*TASK BRIEF*:
The complete listing should be restated word for word.

====== EXERCISE MATERIALS

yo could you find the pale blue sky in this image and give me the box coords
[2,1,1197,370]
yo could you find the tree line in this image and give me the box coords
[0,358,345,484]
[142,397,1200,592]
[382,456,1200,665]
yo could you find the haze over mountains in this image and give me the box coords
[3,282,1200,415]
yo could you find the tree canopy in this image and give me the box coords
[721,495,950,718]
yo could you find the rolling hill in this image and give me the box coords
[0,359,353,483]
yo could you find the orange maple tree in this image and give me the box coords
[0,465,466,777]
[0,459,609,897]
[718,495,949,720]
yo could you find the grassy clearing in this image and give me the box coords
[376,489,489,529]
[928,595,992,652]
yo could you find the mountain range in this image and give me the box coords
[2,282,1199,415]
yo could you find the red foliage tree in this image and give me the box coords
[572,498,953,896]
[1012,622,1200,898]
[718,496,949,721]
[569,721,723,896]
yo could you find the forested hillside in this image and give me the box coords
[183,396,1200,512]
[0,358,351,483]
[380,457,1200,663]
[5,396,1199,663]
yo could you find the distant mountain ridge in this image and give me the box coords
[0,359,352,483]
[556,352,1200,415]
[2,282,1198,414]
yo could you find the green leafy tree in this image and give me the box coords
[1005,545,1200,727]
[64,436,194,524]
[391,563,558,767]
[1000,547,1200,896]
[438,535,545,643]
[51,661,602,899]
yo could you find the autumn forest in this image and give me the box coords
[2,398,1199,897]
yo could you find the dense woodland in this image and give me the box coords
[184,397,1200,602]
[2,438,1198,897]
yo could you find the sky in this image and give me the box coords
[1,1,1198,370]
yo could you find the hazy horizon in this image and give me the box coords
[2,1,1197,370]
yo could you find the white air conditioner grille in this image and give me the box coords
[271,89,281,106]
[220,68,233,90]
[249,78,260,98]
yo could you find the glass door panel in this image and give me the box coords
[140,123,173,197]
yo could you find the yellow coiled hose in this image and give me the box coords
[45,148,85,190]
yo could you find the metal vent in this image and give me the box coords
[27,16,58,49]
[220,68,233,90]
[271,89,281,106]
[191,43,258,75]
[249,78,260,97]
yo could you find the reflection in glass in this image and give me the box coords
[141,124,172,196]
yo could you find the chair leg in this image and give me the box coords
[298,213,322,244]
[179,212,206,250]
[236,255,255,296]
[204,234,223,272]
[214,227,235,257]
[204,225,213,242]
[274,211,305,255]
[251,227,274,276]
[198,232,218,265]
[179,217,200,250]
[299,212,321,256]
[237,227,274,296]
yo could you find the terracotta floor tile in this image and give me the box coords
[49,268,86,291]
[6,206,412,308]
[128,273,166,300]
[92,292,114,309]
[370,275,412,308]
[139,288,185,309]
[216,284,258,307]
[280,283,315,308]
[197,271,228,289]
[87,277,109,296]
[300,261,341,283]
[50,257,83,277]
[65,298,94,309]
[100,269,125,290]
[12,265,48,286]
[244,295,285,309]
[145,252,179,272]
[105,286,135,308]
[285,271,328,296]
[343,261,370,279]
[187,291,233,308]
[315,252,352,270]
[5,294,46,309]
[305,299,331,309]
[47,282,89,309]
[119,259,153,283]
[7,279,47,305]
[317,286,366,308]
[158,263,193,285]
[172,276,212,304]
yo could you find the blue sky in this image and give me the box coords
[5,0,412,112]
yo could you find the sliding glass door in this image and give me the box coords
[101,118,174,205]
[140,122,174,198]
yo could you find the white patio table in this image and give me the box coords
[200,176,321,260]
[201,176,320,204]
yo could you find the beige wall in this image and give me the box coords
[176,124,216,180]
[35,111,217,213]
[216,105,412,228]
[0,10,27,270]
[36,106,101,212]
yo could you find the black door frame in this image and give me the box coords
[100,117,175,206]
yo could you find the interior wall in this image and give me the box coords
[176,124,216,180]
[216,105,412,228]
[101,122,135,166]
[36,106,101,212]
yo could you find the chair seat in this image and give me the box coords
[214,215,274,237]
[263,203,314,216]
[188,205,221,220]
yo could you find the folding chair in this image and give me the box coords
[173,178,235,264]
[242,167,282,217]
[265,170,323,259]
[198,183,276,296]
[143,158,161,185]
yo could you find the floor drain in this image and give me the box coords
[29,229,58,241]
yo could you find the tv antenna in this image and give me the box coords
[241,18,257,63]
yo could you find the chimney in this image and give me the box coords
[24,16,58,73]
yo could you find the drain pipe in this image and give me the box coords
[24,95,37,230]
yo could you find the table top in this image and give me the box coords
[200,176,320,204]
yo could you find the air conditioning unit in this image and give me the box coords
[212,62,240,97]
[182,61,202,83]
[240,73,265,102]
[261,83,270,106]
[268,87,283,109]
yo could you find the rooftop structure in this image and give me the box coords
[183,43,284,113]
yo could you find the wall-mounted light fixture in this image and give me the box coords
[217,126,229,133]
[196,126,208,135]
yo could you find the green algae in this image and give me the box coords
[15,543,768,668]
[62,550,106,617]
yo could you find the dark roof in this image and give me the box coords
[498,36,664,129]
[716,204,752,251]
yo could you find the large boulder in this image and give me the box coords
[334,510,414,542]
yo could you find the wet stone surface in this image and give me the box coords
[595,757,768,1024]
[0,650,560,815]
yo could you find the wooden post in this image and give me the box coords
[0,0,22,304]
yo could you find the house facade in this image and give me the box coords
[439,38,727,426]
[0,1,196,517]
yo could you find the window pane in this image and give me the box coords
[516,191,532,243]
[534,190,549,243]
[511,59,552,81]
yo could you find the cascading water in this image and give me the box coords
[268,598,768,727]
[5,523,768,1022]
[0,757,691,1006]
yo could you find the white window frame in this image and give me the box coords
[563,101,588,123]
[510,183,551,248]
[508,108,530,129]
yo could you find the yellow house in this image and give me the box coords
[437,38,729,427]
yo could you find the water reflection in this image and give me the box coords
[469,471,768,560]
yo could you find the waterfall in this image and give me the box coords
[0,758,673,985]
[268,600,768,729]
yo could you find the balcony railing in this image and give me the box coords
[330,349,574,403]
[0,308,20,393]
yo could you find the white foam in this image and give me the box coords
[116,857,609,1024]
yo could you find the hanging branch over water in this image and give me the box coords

============

*WRITTEN SOLUTION*:
yo could you find the pale blue sky in this image and give me the box coords
[2,1,1197,370]
yo could you find the tree line in this image and give me the box coords
[0,358,345,484]
[142,397,1200,592]
[382,456,1200,665]
yo could you find the haze over mountains in this image and give me the box coords
[3,282,1200,415]
yo could you find the tree canopy in this image and give me the box coords
[721,495,950,718]
yo could you find the rolling hill in this image and give me the box coords
[0,359,353,483]
yo could you find the orange maple tree in this image and give me the box coords
[0,465,466,777]
[0,459,609,897]
[718,495,949,720]
yo could you find the grassy clearing in this image and give me the box coords
[376,489,489,529]
[928,595,992,652]
yo could you find the mountain range in this image and give me the box coords
[2,282,1199,415]
yo could you find the red foliage tree in this image and give me the box coords
[572,498,953,896]
[1012,622,1200,898]
[718,496,949,721]
[569,721,723,896]
yo could you find the forested hillside in this image and give me the box coords
[183,396,1200,512]
[0,358,351,483]
[380,457,1200,663]
[5,396,1199,663]
yo could you find the distant mountain ridge in this image and give me the box coords
[0,359,352,483]
[556,352,1200,415]
[2,282,1198,414]
yo could you find the green leafy tree in this image and give me the box coords
[1005,545,1200,727]
[64,436,194,524]
[391,563,558,767]
[1000,547,1200,896]
[438,535,545,643]
[51,661,602,899]
yo could you find the autumn forest in this image and give me the box coords
[2,398,1199,897]
yo could you find the dense woodland in this image and give me the box coords
[184,397,1200,602]
[2,438,1198,897]
yo could you find the sky in this image and give me the box coords
[1,1,1198,370]
yo could you find the hazy horizon in this image and give me the box coords
[2,1,1197,370]
yo could you find the white air conditioner grille in this image and give me the box coords
[271,89,281,106]
[220,68,233,90]
[249,78,260,98]
yo could you find the glass door panel in this image and give me the box coords
[140,123,173,197]
yo could you find the yellow coiled hose in this image and give me the box coords
[45,148,85,190]
yo could you find the metal vent in this image and give me the box coords
[27,16,58,49]
[220,68,233,90]
[271,89,281,106]
[191,43,258,75]
[249,78,260,97]
yo could you find the reflection in glass in this image and give me the box coords
[141,124,172,196]
yo could you find the chair leg in this image and give me the box coords
[298,213,322,244]
[179,212,206,250]
[236,255,255,296]
[204,234,223,272]
[214,227,235,257]
[204,225,213,242]
[274,211,305,255]
[251,227,274,276]
[198,232,218,265]
[179,217,200,250]
[299,212,321,256]
[237,227,274,296]
yo could you find the terracotta floor tile in this image and give me the box coords
[49,268,86,291]
[6,206,412,308]
[128,273,166,300]
[92,292,114,309]
[370,275,412,308]
[139,288,185,309]
[216,284,258,307]
[280,283,315,308]
[197,271,228,289]
[87,277,109,296]
[300,261,341,283]
[50,257,83,277]
[65,298,94,309]
[100,269,125,290]
[12,265,48,286]
[244,295,285,309]
[145,252,179,272]
[105,286,135,308]
[285,271,328,296]
[343,261,370,279]
[187,291,233,308]
[315,252,352,270]
[5,294,46,309]
[305,299,331,309]
[47,282,89,309]
[119,259,153,283]
[7,279,47,305]
[317,286,366,308]
[158,263,193,285]
[172,276,212,304]
yo could you find the blue sky in this image and give me the box coords
[5,0,412,112]
yo could you find the sliding glass door in this image and give me the box coords
[101,118,174,205]
[140,122,174,198]
yo could you find the white patio table in this image and give me the box coords
[200,176,321,260]
[201,176,320,204]
yo could you find the beige wall in this image and give me the box coords
[176,124,216,180]
[35,111,217,213]
[216,105,412,228]
[0,10,27,270]
[36,106,101,212]
yo could you find the black door frame in this image and give me the box coords
[100,117,175,206]
yo could you find the interior wall in this image and give me the box coords
[176,124,216,180]
[216,105,412,228]
[101,122,135,166]
[36,106,101,212]
yo could you find the chair seat in this image and give me the box coords
[214,215,274,237]
[263,203,314,216]
[188,205,221,220]
yo could you find the folding chair in this image and give me the box coords
[173,178,235,264]
[242,167,282,217]
[265,170,323,259]
[198,183,276,296]
[143,158,161,185]
yo could you find the floor drain in this image and give me the box coords
[29,229,58,241]
yo could you find the tv antenna in this image and give me the box coords
[241,18,257,63]
yo could you find the chimney in this image and give me the box coords
[24,16,58,73]
yo could you find the drain pipe in this image and give me the box coords
[24,95,37,230]
yo could you find the table top in this image and give me the box coords
[200,176,320,204]
yo could you find the air conditioning unit in this image and give me the box coords
[212,62,240,97]
[182,61,202,83]
[240,73,265,102]
[261,83,270,106]
[268,87,283,109]
yo could you find the rooftop structure in this image and give me the box coords
[183,43,284,113]
yo could you find the wall-mounted light fixture in this image and give me the box coords
[217,126,229,133]
[196,126,208,135]
yo could you find the green algae in this image and give me the box coords
[15,543,768,668]
[62,550,106,617]
yo could you find the dark roof in this image and give me the box coords
[498,36,664,129]
[716,204,752,251]
yo could you find the large boulder in this image and give me the box coords
[334,510,414,542]
yo could you find the wet stone surface in this image and give me the box coords
[595,757,768,1024]
[0,650,560,815]
yo could you find the wooden post in this image and give me the box coords
[0,0,22,304]
yo could you find the house facade in this image and give me the box coords
[439,38,727,426]
[0,1,196,517]
yo could you find the window pane in this image and give me the box coords
[516,191,532,243]
[534,190,549,243]
[511,59,552,81]
yo could you find the cascading water in this image and give me the box coords
[268,598,768,727]
[5,523,768,1022]
[0,757,691,1006]
yo could you find the white window frame in this image and give me the box coords
[563,101,588,123]
[510,183,551,248]
[508,108,530,129]
yo could you find the yellow house in this image and give me the box coords
[437,38,729,427]
yo could you find the water reflection in this image and give me the box coords
[469,471,768,560]
yo could you find the waterfall in this image and give me the box coords
[0,758,673,985]
[268,600,768,729]
yo could you find the balcony railing in this image and give me the box coords
[330,349,574,403]
[0,308,20,393]
yo could you find the white foam in this image and give me the box coords
[116,857,609,1024]
yo could you find the hanging branch over water in this image and give me the box coords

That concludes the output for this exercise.